[Start of Attachment]

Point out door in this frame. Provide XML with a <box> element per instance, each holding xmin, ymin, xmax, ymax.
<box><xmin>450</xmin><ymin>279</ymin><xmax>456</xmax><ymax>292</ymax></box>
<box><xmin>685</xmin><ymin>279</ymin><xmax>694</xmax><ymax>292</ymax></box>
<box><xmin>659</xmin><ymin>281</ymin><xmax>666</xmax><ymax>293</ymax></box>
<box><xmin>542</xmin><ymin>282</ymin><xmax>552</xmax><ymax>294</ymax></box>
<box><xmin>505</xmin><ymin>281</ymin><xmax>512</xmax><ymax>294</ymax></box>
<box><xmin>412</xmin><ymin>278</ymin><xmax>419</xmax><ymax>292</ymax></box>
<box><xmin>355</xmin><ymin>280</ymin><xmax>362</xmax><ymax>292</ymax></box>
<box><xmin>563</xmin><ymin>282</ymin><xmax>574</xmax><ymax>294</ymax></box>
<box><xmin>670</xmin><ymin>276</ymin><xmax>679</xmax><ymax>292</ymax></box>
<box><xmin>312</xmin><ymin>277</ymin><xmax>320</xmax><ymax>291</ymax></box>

[End of Attachment]

Write the records out in full, exactly as they read above.

Point out door in this frame. Provide XML with a <box> element per instance, each holding xmin, ymin, xmax, ymax.
<box><xmin>450</xmin><ymin>279</ymin><xmax>456</xmax><ymax>292</ymax></box>
<box><xmin>685</xmin><ymin>279</ymin><xmax>694</xmax><ymax>292</ymax></box>
<box><xmin>659</xmin><ymin>281</ymin><xmax>666</xmax><ymax>293</ymax></box>
<box><xmin>542</xmin><ymin>282</ymin><xmax>552</xmax><ymax>294</ymax></box>
<box><xmin>505</xmin><ymin>281</ymin><xmax>512</xmax><ymax>294</ymax></box>
<box><xmin>412</xmin><ymin>278</ymin><xmax>419</xmax><ymax>292</ymax></box>
<box><xmin>355</xmin><ymin>280</ymin><xmax>362</xmax><ymax>292</ymax></box>
<box><xmin>563</xmin><ymin>282</ymin><xmax>574</xmax><ymax>294</ymax></box>
<box><xmin>670</xmin><ymin>276</ymin><xmax>679</xmax><ymax>292</ymax></box>
<box><xmin>312</xmin><ymin>277</ymin><xmax>320</xmax><ymax>291</ymax></box>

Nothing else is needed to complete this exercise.